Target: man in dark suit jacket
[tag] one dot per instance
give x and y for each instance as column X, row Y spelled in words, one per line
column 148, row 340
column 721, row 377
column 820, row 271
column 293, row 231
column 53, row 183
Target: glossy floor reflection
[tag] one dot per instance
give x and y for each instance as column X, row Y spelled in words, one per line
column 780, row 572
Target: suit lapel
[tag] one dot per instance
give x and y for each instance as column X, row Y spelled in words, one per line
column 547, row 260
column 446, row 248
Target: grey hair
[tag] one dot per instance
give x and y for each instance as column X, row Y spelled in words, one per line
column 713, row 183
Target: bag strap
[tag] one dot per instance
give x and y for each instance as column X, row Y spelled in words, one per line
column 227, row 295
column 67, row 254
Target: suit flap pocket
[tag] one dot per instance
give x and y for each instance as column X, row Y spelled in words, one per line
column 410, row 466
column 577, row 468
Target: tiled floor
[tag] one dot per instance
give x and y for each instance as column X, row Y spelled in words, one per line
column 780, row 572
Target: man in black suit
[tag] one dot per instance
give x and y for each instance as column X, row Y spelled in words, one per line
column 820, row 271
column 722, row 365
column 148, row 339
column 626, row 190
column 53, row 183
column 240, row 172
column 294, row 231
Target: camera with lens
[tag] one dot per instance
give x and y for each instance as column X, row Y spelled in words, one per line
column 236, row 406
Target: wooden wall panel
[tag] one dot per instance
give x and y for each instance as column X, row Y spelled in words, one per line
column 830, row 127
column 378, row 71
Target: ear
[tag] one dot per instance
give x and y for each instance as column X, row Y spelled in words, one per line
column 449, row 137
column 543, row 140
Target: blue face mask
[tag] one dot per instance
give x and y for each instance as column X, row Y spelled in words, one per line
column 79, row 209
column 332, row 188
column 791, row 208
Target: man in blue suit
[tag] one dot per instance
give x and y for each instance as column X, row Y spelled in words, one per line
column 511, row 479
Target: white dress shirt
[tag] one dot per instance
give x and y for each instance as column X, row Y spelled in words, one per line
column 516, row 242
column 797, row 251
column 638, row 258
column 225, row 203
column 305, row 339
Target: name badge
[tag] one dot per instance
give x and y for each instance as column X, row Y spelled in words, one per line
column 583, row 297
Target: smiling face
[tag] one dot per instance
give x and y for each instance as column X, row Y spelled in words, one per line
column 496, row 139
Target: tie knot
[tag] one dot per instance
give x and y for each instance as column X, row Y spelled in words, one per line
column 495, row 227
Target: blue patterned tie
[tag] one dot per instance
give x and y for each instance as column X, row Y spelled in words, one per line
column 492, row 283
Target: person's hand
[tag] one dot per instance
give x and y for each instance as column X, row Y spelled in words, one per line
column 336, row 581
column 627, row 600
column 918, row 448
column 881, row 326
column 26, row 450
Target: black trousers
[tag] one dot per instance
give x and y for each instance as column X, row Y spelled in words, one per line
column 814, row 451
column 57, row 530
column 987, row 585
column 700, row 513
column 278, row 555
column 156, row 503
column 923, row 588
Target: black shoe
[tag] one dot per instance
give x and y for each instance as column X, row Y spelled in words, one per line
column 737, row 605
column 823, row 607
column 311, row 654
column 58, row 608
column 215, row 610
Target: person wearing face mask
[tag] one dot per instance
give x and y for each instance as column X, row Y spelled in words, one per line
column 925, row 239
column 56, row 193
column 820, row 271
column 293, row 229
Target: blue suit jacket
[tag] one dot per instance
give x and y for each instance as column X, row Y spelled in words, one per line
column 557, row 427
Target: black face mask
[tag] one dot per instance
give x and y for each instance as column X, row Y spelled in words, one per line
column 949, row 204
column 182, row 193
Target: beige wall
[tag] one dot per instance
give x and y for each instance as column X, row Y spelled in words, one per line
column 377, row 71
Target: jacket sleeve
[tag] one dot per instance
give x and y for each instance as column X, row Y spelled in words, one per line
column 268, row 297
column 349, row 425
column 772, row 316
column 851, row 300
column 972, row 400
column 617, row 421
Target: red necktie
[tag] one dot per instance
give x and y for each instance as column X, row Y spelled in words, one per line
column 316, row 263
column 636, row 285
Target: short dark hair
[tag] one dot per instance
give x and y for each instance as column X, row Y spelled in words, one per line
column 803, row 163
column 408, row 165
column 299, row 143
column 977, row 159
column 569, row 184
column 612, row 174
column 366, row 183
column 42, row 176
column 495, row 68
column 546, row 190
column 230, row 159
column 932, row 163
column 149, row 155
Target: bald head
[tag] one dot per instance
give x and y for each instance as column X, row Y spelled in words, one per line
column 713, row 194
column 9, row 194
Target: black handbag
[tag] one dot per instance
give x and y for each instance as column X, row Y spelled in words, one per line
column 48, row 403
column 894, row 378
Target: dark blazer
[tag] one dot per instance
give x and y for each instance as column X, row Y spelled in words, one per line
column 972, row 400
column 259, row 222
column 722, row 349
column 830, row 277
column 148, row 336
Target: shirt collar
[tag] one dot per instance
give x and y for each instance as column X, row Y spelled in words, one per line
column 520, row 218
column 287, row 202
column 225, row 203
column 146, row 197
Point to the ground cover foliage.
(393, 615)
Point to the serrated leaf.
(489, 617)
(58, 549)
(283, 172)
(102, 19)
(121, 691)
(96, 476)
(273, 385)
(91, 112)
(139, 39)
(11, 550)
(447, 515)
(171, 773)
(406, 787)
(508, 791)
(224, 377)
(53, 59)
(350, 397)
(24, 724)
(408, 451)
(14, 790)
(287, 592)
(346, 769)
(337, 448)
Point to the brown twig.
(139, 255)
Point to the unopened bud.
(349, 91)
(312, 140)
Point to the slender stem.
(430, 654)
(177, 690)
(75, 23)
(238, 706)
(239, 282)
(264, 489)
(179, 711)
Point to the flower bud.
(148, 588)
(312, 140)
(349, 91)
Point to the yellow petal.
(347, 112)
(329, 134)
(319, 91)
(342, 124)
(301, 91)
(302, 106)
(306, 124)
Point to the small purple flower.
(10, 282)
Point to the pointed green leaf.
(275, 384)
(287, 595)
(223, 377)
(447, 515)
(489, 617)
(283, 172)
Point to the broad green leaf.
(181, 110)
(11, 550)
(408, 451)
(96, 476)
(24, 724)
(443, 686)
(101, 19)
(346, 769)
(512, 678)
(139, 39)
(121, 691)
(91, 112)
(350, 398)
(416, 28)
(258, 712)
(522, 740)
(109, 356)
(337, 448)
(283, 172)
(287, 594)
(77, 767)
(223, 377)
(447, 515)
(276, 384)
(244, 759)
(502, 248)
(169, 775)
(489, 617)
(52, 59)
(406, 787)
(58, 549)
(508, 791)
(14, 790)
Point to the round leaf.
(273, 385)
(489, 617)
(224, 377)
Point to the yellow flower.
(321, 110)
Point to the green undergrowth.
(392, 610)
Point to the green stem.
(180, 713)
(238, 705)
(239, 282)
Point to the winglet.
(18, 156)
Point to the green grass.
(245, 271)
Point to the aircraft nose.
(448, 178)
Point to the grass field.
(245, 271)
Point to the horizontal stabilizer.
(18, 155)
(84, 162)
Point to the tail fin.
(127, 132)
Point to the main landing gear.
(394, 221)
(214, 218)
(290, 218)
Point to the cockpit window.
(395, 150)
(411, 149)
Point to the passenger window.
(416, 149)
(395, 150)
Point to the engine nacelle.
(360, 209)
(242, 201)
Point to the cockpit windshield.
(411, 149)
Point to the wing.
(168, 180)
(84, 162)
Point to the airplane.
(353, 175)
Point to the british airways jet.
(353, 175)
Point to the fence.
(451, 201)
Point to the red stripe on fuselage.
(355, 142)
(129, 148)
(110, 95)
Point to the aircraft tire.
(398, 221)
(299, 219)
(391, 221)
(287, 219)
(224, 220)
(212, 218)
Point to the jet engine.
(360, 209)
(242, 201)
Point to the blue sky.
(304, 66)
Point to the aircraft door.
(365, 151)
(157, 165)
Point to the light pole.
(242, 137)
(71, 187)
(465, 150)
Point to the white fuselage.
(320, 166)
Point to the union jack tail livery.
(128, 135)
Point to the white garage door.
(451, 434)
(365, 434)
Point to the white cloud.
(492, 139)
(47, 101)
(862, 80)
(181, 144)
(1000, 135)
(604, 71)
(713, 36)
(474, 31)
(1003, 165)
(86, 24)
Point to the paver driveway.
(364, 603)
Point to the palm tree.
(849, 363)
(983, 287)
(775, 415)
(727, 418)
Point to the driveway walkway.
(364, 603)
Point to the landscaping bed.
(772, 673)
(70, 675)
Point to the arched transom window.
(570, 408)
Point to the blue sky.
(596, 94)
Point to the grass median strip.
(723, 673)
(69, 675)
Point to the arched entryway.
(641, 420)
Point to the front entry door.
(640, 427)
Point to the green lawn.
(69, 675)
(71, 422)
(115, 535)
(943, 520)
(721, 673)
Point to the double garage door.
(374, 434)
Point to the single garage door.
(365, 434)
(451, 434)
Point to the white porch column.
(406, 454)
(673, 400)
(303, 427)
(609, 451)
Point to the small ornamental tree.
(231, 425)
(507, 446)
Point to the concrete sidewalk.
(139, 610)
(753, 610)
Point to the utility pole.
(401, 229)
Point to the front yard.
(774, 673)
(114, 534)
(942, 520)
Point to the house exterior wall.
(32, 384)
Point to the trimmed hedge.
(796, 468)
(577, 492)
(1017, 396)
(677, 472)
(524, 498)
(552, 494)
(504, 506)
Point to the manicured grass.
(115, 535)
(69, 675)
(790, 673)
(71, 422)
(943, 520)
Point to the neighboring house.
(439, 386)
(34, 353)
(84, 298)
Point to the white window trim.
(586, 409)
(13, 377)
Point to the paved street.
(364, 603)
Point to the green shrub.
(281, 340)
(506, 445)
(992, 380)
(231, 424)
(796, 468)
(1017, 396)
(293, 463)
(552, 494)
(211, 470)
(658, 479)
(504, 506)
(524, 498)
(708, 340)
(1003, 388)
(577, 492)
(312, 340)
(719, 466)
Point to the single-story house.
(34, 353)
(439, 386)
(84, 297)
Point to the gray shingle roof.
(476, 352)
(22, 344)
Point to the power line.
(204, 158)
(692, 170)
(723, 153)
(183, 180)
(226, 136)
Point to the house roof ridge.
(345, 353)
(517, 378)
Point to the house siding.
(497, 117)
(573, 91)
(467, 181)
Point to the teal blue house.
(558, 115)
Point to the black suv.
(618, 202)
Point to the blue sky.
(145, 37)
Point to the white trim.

DESCRIPTION OF THE TASK: Search the data and copy each line containing "shirt".

YOUR SOLUTION:
Target: white dress shirt
Target: shirt collar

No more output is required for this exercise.